*** Records shown Section Begins ***

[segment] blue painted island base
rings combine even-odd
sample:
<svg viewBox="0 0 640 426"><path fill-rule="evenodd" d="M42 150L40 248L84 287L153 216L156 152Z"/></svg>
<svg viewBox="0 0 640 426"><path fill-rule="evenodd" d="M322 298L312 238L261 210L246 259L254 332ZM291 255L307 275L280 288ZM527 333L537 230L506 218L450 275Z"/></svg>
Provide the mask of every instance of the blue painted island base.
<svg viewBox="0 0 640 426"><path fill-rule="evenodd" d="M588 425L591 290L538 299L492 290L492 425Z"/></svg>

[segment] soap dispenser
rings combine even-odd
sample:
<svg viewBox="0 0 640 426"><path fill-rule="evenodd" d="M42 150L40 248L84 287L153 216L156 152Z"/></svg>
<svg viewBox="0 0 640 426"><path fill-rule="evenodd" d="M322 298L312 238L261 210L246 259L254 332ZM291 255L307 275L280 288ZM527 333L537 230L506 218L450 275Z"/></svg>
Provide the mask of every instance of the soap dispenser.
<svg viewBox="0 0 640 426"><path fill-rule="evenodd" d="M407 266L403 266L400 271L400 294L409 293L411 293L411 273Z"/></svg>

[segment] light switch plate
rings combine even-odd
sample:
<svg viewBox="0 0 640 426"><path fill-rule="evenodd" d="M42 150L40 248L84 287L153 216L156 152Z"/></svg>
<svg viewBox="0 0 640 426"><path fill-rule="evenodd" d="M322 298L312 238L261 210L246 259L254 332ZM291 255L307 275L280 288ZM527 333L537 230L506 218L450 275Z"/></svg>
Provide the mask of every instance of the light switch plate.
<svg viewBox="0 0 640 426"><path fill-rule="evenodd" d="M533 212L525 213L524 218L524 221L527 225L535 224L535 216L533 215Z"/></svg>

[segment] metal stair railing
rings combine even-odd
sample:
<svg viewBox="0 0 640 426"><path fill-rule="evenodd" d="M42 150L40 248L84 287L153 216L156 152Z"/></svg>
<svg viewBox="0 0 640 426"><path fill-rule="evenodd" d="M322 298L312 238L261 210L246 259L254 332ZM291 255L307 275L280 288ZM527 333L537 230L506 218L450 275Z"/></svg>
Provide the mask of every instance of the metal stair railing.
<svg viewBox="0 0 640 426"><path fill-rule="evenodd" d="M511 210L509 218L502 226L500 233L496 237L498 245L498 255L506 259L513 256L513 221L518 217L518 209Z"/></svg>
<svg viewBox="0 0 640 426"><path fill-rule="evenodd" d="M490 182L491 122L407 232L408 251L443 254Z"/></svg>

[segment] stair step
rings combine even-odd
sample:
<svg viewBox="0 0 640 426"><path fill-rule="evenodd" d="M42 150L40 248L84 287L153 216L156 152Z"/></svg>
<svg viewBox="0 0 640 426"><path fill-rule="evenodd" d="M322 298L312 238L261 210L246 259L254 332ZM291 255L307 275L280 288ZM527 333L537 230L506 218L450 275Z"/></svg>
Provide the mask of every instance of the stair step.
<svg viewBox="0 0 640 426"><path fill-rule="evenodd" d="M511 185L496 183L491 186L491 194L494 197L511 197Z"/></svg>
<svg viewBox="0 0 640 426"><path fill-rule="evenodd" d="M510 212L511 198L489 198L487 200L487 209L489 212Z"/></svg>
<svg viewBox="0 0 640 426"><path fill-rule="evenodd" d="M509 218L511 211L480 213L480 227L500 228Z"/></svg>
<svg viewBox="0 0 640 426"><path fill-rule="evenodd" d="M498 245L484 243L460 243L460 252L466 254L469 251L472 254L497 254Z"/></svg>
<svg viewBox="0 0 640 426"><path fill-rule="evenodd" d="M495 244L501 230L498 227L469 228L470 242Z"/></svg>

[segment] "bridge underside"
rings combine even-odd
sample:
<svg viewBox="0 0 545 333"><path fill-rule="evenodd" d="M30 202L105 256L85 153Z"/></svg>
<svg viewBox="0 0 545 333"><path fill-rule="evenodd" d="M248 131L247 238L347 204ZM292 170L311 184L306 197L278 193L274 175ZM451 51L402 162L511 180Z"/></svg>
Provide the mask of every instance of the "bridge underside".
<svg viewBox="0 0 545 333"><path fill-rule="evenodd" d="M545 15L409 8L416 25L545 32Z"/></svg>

*** Records shown Section Ends ***

## Activity:
Without leaving anything out, quote all the data.

## Your response:
[segment] blue painted island base
rings combine even-odd
sample:
<svg viewBox="0 0 640 426"><path fill-rule="evenodd" d="M42 150L40 248L84 287L153 216L156 152Z"/></svg>
<svg viewBox="0 0 640 426"><path fill-rule="evenodd" d="M322 298L312 238L261 210L246 259L254 332ZM291 255L307 275L280 288ZM527 333L537 230L506 218L450 275Z"/></svg>
Provide the mask of every instance of the blue painted island base.
<svg viewBox="0 0 640 426"><path fill-rule="evenodd" d="M588 425L591 290L538 299L492 290L492 425Z"/></svg>

[segment] soap dispenser
rings combine even-odd
sample:
<svg viewBox="0 0 640 426"><path fill-rule="evenodd" d="M42 150L40 248L84 287L153 216L156 152Z"/></svg>
<svg viewBox="0 0 640 426"><path fill-rule="evenodd" d="M322 298L312 238L261 210L246 259L254 332ZM291 255L307 275L280 288ZM527 333L537 230L506 218L450 275Z"/></svg>
Provide the mask of every instance of the soap dispenser.
<svg viewBox="0 0 640 426"><path fill-rule="evenodd" d="M407 266L403 266L400 271L400 294L409 293L411 293L411 273Z"/></svg>

[segment] light switch plate
rings combine even-odd
sample:
<svg viewBox="0 0 640 426"><path fill-rule="evenodd" d="M42 150L40 248L84 287L153 216L156 152Z"/></svg>
<svg viewBox="0 0 640 426"><path fill-rule="evenodd" d="M322 298L312 238L261 210L246 259L254 332ZM291 255L307 275L280 288ZM527 333L537 230L506 218L450 275Z"/></svg>
Provide the mask of every instance of the light switch plate.
<svg viewBox="0 0 640 426"><path fill-rule="evenodd" d="M533 212L525 213L524 218L524 221L527 225L535 224L535 216L533 215Z"/></svg>

[segment] metal stair railing
rings combine even-odd
sample:
<svg viewBox="0 0 640 426"><path fill-rule="evenodd" d="M42 150L40 248L84 287L153 216L156 152Z"/></svg>
<svg viewBox="0 0 640 426"><path fill-rule="evenodd" d="M322 298L312 238L261 210L246 259L254 332ZM291 255L307 275L280 288ZM527 333L537 230L506 218L450 275Z"/></svg>
Provide the mask of every instance of the metal stair railing.
<svg viewBox="0 0 640 426"><path fill-rule="evenodd" d="M511 210L509 218L502 226L500 233L496 237L498 245L498 255L506 259L513 256L513 221L518 217L518 209Z"/></svg>
<svg viewBox="0 0 640 426"><path fill-rule="evenodd" d="M490 182L491 122L407 232L408 251L443 254Z"/></svg>

[segment] stair step
rings combine even-odd
sample:
<svg viewBox="0 0 640 426"><path fill-rule="evenodd" d="M42 150L40 248L84 287L153 216L156 152Z"/></svg>
<svg viewBox="0 0 640 426"><path fill-rule="evenodd" d="M322 298L312 238L261 210L246 259L254 332ZM291 255L307 275L280 288ZM527 333L537 230L506 218L450 275Z"/></svg>
Provide the mask of every instance of the stair step.
<svg viewBox="0 0 640 426"><path fill-rule="evenodd" d="M511 185L496 183L491 186L491 194L494 197L511 197Z"/></svg>
<svg viewBox="0 0 640 426"><path fill-rule="evenodd" d="M510 212L511 198L489 198L487 200L487 209L489 212Z"/></svg>
<svg viewBox="0 0 640 426"><path fill-rule="evenodd" d="M509 218L511 211L480 213L480 227L500 228Z"/></svg>
<svg viewBox="0 0 640 426"><path fill-rule="evenodd" d="M498 245L484 243L460 243L460 252L466 254L469 251L472 254L497 254Z"/></svg>
<svg viewBox="0 0 640 426"><path fill-rule="evenodd" d="M495 244L501 230L498 227L469 228L470 242Z"/></svg>

[segment] "bridge underside"
rings combine even-odd
sample:
<svg viewBox="0 0 545 333"><path fill-rule="evenodd" d="M30 202L105 256L85 153Z"/></svg>
<svg viewBox="0 0 545 333"><path fill-rule="evenodd" d="M248 131L247 238L347 204ZM292 170L311 184L306 197L278 193L274 175ZM451 51L402 162L511 180Z"/></svg>
Provide the mask of every instance of the "bridge underside".
<svg viewBox="0 0 545 333"><path fill-rule="evenodd" d="M545 15L409 8L416 25L545 32Z"/></svg>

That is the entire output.